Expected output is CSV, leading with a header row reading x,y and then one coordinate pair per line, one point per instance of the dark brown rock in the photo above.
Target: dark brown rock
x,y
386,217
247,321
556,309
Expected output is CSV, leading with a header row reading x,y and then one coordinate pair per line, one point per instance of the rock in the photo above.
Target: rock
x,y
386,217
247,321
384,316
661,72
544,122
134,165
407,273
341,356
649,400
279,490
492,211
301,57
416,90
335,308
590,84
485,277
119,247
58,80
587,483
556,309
━━━━━━━━━━━━━━━━━━━━
Goal: Could you express everything from the line containing "the rock in the photo above." down to the last line of the entries as a JSON list of strings, with one string per line and blank lines left out?

Answer to this task:
[
  "Expected output is CSV, leading with a header row reading x,y and then one coordinate pair per line, one point per instance of the rock in the photo above.",
  "Target: rock",
  "x,y",
  "386,217",
  "247,321",
  "384,316",
  "661,72",
  "544,122",
  "134,165",
  "407,273",
  "341,356",
  "649,400",
  "279,490",
  "492,211",
  "301,57",
  "416,90",
  "335,308",
  "590,84",
  "485,277",
  "119,247",
  "58,80",
  "587,483",
  "556,309"
]